* [Task description]: Copy out all the records below, requests included, and shift every pixel coordinate in the answers by adding 28 to each number. Leave the pictures out.

BEGIN Dataset content

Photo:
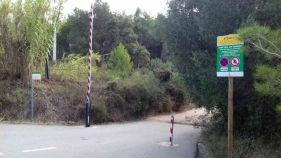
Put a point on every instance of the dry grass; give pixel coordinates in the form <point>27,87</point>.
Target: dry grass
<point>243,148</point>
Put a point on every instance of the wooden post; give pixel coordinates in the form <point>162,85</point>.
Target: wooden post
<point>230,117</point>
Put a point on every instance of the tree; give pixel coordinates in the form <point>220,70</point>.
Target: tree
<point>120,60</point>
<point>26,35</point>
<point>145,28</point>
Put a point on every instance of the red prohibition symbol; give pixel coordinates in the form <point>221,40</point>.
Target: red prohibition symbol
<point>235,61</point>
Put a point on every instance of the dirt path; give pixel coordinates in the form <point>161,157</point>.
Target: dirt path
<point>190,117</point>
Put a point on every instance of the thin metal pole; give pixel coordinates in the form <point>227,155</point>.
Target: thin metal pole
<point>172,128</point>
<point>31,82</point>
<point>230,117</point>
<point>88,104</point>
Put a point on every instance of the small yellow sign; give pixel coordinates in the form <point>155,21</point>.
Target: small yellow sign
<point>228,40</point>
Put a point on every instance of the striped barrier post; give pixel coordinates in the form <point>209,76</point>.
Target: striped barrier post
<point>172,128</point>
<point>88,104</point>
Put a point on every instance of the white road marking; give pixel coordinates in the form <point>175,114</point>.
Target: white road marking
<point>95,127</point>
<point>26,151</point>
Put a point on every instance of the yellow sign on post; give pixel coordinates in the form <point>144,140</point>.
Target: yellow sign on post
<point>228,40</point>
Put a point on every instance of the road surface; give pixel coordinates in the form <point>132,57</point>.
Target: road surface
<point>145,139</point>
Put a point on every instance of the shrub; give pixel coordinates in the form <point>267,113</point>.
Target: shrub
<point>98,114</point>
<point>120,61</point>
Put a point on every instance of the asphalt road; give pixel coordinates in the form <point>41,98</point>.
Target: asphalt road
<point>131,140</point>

END Dataset content

* [Written solution]:
Photo:
Put a point on every instance of the dry grass; give pixel coordinates in the form <point>27,87</point>.
Target: dry grass
<point>271,176</point>
Put a point on every instance of the wooden post; give pixel coordinates in the form <point>162,85</point>.
Target: wooden post
<point>258,145</point>
Put a point on every instance of the tree; give pixel coordinates in the form <point>220,70</point>.
Target: tree
<point>148,88</point>
<point>54,63</point>
<point>173,56</point>
Put a point on every instance of the red prohibition symbol; give pixel coordinates in the form <point>221,40</point>.
Target: red prohibition symbol
<point>263,89</point>
Put a point on every instance of the dirt path; give pixel coordinates in the form <point>161,157</point>.
Target: dirt path
<point>218,145</point>
Put a point on every instance of the thin metal pole; give pixel coordinates in the form <point>227,155</point>.
Target: thin metal pole
<point>200,156</point>
<point>59,110</point>
<point>258,145</point>
<point>116,132</point>
Put a point on every instance of the small yellow sign; give pixel coordinates in the form <point>155,21</point>.
Target: small yellow sign
<point>256,68</point>
Put a point on every instance of the striped barrier post; give pixel coordinates in the form <point>209,76</point>.
Target: striped barrier post
<point>200,156</point>
<point>116,132</point>
Put a point on every instance of the white road marking; give pixel coordinates in the form <point>175,114</point>.
Target: white road marking
<point>123,155</point>
<point>54,179</point>
Put a point on every instance of the yellow sign on post; give pixel coordinates in the form <point>144,140</point>.
Target: yellow sign on post
<point>256,68</point>
Put a point on every instance of the road surface; give pixel coordinates in the form <point>132,57</point>.
Target: road surface
<point>173,167</point>
Put a point on every instance of the shrub; give pixel coordinates in the form <point>267,113</point>.
Target: shrub
<point>126,142</point>
<point>148,89</point>
Put a point on every instance of the asphalt road; give pixel coordinates in the form <point>41,98</point>.
Target: asphalt road
<point>159,168</point>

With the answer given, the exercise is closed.